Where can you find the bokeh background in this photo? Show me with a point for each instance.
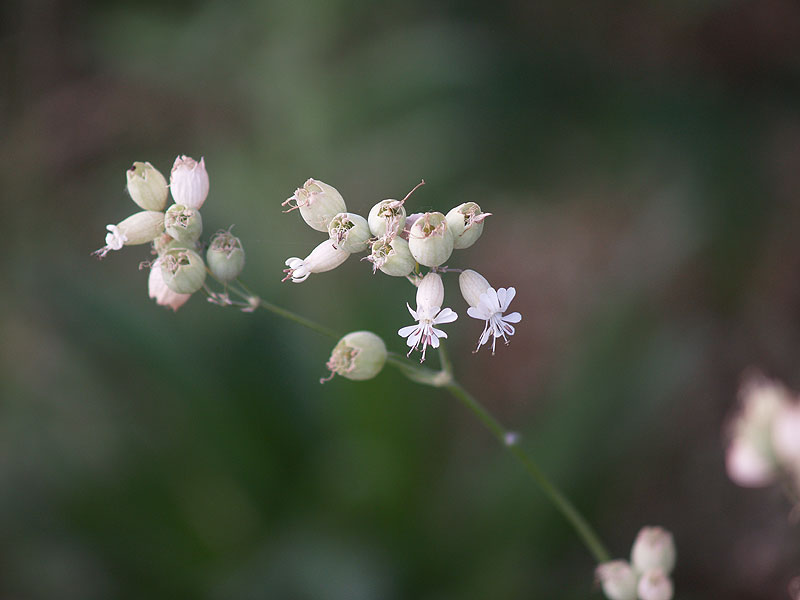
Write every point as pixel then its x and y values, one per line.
pixel 642 161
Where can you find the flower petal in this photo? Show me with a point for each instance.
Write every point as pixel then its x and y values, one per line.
pixel 407 331
pixel 446 315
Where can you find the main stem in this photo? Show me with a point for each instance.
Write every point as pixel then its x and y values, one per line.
pixel 444 379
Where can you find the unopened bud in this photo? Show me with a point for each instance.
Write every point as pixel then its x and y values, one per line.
pixel 387 218
pixel 165 242
pixel 147 186
pixel 324 257
pixel 618 580
pixel 139 228
pixel 183 270
pixel 392 257
pixel 472 285
pixel 350 232
pixel 318 203
pixel 225 256
pixel 466 223
pixel 358 356
pixel 430 293
pixel 654 584
pixel 654 547
pixel 183 223
pixel 162 294
pixel 188 182
pixel 430 240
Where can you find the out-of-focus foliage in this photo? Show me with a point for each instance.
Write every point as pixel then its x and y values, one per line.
pixel 641 160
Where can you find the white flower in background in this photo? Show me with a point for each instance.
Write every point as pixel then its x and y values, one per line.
pixel 618 580
pixel 750 458
pixel 653 548
pixel 488 304
pixel 430 295
pixel 654 584
pixel 188 182
pixel 140 228
pixel 325 257
pixel 157 289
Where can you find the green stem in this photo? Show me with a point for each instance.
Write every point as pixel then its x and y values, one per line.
pixel 444 379
pixel 559 500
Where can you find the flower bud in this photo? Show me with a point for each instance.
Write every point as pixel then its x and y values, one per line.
pixel 392 257
pixel 188 182
pixel 225 256
pixel 350 232
pixel 147 186
pixel 139 228
pixel 654 547
pixel 786 435
pixel 183 270
pixel 358 356
pixel 165 242
pixel 387 218
pixel 466 223
pixel 324 257
pixel 183 223
pixel 618 580
pixel 159 291
pixel 472 285
pixel 318 203
pixel 430 293
pixel 430 240
pixel 655 585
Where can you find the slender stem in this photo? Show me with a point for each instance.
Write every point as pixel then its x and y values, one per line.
pixel 300 320
pixel 559 500
pixel 444 379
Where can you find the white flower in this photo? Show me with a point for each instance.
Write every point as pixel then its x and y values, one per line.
pixel 188 182
pixel 325 257
pixel 490 308
pixel 430 295
pixel 115 239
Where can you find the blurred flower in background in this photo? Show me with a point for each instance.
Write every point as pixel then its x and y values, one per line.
pixel 641 162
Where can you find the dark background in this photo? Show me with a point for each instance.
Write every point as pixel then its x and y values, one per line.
pixel 642 162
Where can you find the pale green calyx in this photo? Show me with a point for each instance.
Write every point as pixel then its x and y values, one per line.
pixel 350 232
pixel 183 223
pixel 358 356
pixel 147 186
pixel 617 579
pixel 653 548
pixel 430 240
pixel 165 242
pixel 183 270
pixel 225 256
pixel 318 203
pixel 391 256
pixel 472 285
pixel 387 218
pixel 466 223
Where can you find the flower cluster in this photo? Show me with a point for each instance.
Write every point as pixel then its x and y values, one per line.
pixel 178 270
pixel 398 245
pixel 764 435
pixel 646 576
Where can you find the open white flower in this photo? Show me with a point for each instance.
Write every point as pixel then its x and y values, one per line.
pixel 430 295
pixel 325 257
pixel 490 308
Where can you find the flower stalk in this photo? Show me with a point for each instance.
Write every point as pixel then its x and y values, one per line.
pixel 444 379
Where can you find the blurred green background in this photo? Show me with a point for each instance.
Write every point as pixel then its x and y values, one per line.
pixel 642 161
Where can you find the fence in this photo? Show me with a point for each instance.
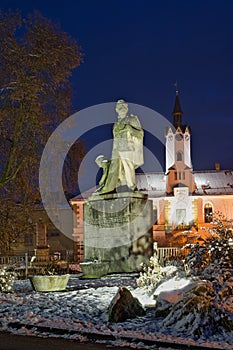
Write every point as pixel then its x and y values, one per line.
pixel 24 266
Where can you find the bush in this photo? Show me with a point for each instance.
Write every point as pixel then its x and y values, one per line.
pixel 7 277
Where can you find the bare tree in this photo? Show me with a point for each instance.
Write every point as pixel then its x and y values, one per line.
pixel 36 61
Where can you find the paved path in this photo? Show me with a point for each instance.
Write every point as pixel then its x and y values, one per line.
pixel 10 341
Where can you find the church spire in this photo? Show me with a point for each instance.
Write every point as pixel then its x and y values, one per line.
pixel 177 111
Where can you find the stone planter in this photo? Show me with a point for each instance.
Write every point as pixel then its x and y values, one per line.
pixel 92 269
pixel 53 283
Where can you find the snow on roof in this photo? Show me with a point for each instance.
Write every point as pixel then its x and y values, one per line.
pixel 213 182
pixel 152 183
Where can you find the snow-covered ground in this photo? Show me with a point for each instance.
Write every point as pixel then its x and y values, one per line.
pixel 83 309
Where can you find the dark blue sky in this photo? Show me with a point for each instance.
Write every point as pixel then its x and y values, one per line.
pixel 138 49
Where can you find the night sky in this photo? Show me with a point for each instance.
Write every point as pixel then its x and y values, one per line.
pixel 136 50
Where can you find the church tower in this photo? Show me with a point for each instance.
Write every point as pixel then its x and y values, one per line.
pixel 178 153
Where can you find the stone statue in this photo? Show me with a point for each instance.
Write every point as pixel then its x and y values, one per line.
pixel 127 153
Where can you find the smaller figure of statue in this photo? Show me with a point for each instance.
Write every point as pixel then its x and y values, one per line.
pixel 102 162
pixel 127 153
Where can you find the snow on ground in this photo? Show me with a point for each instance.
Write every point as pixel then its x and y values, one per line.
pixel 83 309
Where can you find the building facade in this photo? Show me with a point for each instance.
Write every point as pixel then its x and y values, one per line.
pixel 184 200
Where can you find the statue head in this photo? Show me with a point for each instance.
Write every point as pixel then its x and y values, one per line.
pixel 121 108
pixel 100 160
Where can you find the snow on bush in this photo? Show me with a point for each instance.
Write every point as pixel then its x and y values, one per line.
pixel 218 250
pixel 154 274
pixel 7 278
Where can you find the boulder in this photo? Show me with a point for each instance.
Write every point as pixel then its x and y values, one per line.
pixel 124 306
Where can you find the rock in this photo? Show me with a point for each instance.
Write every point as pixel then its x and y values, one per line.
pixel 166 299
pixel 124 306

================

[EXERCISE BRIEF]:
Your task is to repeat the material above exactly, without its pictures.

[SOLUTION]:
Where can you find the bokeh background in this photo? Show me with a point for each instance.
Write every point as pixel then its x and y values, one per line.
pixel 642 161
Where can you find the flower petal in this photo? Show me with a point for each instance.
Write every point as pixel then its x and y values, one per line.
pixel 407 331
pixel 446 315
Where can you find the main stem in this photo? Show me with a point for each instance.
Write every point as pixel then its x and y values, one per line.
pixel 444 379
Where can you find the unopened bud in this photo? Show me with a point for each instance.
Write every point as pixel then its x and y values, one per line.
pixel 387 218
pixel 165 242
pixel 147 186
pixel 324 257
pixel 618 580
pixel 139 228
pixel 183 270
pixel 392 257
pixel 472 285
pixel 350 232
pixel 318 203
pixel 225 256
pixel 466 223
pixel 358 356
pixel 430 293
pixel 654 584
pixel 654 547
pixel 183 223
pixel 162 294
pixel 188 182
pixel 430 240
Where can you find the out-of-focus foliage in this photo? Show me with a point for each instance.
Write every point as pixel then its x and y values, one per line.
pixel 641 160
Where can you find the white flower in background in this photo? Show me with a point for each instance.
Write every point as pixel then its x and y values, one per line.
pixel 618 580
pixel 750 458
pixel 653 548
pixel 488 304
pixel 430 295
pixel 654 584
pixel 188 182
pixel 140 228
pixel 325 257
pixel 157 289
Where can you find the green stem in this photo? Show me with a point for each instance.
Write every point as pixel then its x and y values, one per line.
pixel 444 379
pixel 559 500
Where can you find the flower bud in this photo? Show me with a point for each instance.
Write every point as pixel then its x and y values, one per line.
pixel 392 257
pixel 188 182
pixel 225 256
pixel 350 232
pixel 147 186
pixel 139 228
pixel 654 547
pixel 786 435
pixel 183 270
pixel 358 356
pixel 165 242
pixel 387 218
pixel 466 223
pixel 324 257
pixel 183 223
pixel 618 580
pixel 159 291
pixel 472 285
pixel 318 203
pixel 430 293
pixel 430 240
pixel 655 585
Where can you find the slender stem in this photo? Show me with a point for each instance.
Write every point as pixel then its x and y values, one per line.
pixel 300 320
pixel 559 500
pixel 444 379
Where can you find the white flower in this photo? Show me with a point for each instance.
Write every point as pixel then its x and y values, one per line.
pixel 188 182
pixel 325 257
pixel 490 308
pixel 430 295
pixel 115 239
Where can you find the blurred flower in background in this photo? Show me with a point for each instance.
Write every point as pixel then its x and y values, one per line.
pixel 641 162
Where can you find the dark background in this photo? Show me with a point for each instance.
Write every point as pixel then its x and y values, one per line.
pixel 642 162
Where can you find the pale green calyx in this photo? Show me with a point for each instance.
Write every point as pixel then its x and y values, one per line.
pixel 350 232
pixel 183 223
pixel 358 356
pixel 147 186
pixel 617 579
pixel 653 548
pixel 430 240
pixel 165 242
pixel 183 270
pixel 225 256
pixel 318 203
pixel 391 256
pixel 472 285
pixel 387 218
pixel 466 223
Where can you find the flower cluster in this photo? Show me with a point for each instance.
Write every point as pixel then its x and y values, one per line.
pixel 178 270
pixel 398 245
pixel 764 435
pixel 646 576
Where can you find the open white flower in this photo? Show me with a point for each instance.
Write every point as pixel then its x and y values, one per line.
pixel 430 295
pixel 325 257
pixel 490 308
Where can you find the flower stalk in this photo? Show me with a point for each instance.
Write every point as pixel then its x and y values, one per line.
pixel 444 379
Where can you find the blurred green background in this photo? Show me with a point for each instance.
Write every point as pixel then its x and y values, one per line.
pixel 642 161
Where can you find the fence in this photo? Show me with a point for each instance.
Write every point as pixel then its x and y values, one per line.
pixel 24 266
Where can you find the bush in this photo? Show me with a point for each instance.
Write every point as pixel then its x and y values, one per line.
pixel 7 277
Where can you find the bare tree in this photo? Show me with a point for each instance.
Write every point as pixel then its x and y values, one per line.
pixel 36 61
Where can you find the paved path in this photo? Show me with a point for each instance.
Write every point as pixel then its x and y values, one per line.
pixel 10 341
Where can you find the church spire in this photo? Show me with a point for each instance.
Write every point as pixel then its x and y values, one per line.
pixel 177 111
Where can you find the stone planter in this photo? Show me with a point for each instance.
Write every point as pixel then its x and y values, one per line.
pixel 92 269
pixel 53 283
Where can you find the snow on roof in this photo? Show me with a point for each instance.
Write every point as pixel then its x and y values, one per line.
pixel 213 182
pixel 152 183
Where can you find the snow-covered ground in this photo? Show me with a point for each instance.
Write every point as pixel then its x and y values, one per line.
pixel 83 309
Where can you find the dark blue sky in this photo? Show me with a point for each instance.
Write every point as pixel then its x and y values, one per line.
pixel 138 49
Where can you find the night sky in this photo? Show me with a point for each instance.
Write every point as pixel then its x and y values, one per line.
pixel 136 50
Where can you find the church tower in this photo? Show me with a point for each instance.
Write every point as pixel then its x and y values, one per line.
pixel 178 153
Where can you find the stone statue in this photo? Show me with a point for each instance.
Write every point as pixel then its x and y values, one per line.
pixel 127 153
Where can you find the smaller figure of statue in this photo? Show me with a point for each instance.
Write every point as pixel then its x and y values, one per line.
pixel 102 162
pixel 127 153
Where can you find the snow on ground in this photo? Show me with a point for each instance.
Write every point as pixel then its x and y values, one per line.
pixel 83 309
Where can you find the building facade in this photo? Show me with a point for each instance.
Write every point as pixel then its x and y values, one per line.
pixel 184 200
Where can you find the statue head in this photo? Show me with a point for each instance.
Write every point as pixel then its x and y values, one per line.
pixel 121 108
pixel 100 160
Where can you find the snow on bush in this photo? Show me with a point for each instance.
Write every point as pixel then its x and y values, one per line.
pixel 218 250
pixel 154 274
pixel 7 278
Where can you find the boulder in this photo? Show me with a point for each instance.
Write every point as pixel then its x and y values, one per line.
pixel 124 306
Where can you find the rock in this photo? Show me with a point for each instance.
Write every point as pixel then its x and y values, one per line.
pixel 166 299
pixel 124 306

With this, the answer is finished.